[Records for the task — start]

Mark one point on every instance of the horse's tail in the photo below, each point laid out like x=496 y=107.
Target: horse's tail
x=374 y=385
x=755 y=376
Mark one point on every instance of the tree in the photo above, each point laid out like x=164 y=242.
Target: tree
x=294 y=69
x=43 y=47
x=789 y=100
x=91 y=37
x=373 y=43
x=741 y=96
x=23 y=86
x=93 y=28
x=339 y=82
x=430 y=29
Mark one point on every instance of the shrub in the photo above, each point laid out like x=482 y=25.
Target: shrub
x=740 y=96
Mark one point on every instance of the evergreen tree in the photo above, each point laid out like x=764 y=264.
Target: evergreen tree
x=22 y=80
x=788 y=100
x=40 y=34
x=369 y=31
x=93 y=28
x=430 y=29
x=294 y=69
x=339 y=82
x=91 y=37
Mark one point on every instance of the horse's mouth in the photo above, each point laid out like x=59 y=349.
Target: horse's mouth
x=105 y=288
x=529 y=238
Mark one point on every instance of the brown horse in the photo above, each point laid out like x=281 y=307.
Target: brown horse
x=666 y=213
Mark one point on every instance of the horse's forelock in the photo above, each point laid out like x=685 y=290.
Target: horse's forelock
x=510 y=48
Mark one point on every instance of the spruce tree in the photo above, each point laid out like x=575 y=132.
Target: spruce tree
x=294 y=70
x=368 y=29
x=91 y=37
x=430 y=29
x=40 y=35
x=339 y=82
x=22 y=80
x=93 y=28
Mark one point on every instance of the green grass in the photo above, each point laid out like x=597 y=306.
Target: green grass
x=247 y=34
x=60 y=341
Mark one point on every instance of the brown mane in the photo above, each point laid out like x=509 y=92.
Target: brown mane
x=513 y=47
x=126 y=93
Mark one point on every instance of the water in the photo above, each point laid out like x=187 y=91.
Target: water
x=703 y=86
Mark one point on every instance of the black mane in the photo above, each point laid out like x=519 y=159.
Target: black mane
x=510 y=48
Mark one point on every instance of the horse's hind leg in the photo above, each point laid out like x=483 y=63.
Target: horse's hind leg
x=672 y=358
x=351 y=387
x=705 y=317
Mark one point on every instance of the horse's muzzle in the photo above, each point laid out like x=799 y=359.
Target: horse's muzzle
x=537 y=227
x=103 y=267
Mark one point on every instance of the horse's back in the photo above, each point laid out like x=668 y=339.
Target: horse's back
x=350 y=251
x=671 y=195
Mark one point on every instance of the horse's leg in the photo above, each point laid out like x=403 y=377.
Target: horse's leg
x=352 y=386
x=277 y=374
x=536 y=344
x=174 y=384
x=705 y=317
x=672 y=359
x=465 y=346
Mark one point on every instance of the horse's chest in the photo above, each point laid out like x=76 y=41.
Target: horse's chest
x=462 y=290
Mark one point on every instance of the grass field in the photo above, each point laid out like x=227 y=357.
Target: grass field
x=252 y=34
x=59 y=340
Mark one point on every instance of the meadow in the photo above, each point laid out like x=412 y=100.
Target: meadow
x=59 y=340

[Records for the task — finish]

> _What is expected_
Could you restate, word for word, the lines above from the one with "Mark one point on every instance of the water" to the one with "Mark one point on every instance of the horse's hind", both included?

> _Answer for this exercise_
Mark one point on every instance of the water in the photo above, each point laid out like x=187 y=91.
Target: water
x=703 y=86
Mark one point on every instance of the black mane in the photo above, each point laid out like x=519 y=159.
Target: black mane
x=510 y=48
Mark one point on every instance of the horse's hind leg in the photo above, each point laid out like x=483 y=63.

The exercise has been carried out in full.